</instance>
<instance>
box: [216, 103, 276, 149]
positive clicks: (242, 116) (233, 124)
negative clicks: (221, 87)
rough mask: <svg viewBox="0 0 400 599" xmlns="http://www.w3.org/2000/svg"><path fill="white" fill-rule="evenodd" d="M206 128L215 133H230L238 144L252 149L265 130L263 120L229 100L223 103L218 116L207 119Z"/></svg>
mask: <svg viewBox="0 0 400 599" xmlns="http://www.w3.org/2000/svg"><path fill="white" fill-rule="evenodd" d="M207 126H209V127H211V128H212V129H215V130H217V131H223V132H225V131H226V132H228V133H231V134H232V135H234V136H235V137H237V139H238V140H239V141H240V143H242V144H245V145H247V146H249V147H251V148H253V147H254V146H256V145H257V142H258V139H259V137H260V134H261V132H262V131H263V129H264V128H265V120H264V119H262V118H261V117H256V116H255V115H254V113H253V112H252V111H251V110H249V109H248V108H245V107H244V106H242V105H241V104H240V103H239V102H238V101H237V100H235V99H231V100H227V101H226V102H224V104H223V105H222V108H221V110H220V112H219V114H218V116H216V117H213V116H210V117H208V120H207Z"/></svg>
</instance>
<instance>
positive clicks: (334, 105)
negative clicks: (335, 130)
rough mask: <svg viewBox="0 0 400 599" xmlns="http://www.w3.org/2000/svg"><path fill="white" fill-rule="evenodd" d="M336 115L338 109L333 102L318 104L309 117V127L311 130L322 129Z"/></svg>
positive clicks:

————————

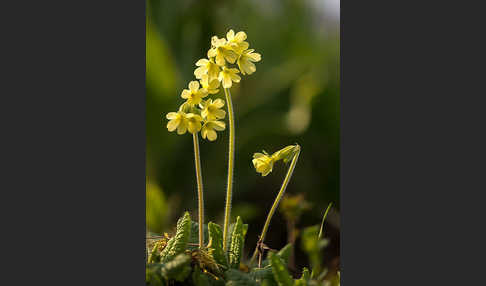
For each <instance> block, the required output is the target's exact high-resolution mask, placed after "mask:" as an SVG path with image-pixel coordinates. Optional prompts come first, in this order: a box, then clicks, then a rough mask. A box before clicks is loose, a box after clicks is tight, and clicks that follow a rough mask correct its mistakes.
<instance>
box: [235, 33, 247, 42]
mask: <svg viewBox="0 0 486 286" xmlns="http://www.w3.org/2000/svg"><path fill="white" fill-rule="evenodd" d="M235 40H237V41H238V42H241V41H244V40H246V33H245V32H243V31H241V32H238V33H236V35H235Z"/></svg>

————————

• [Directions for this task]
Counting lines with the word "negative" in the listing, state the resulting number and nothing else.

• [Answer section]
2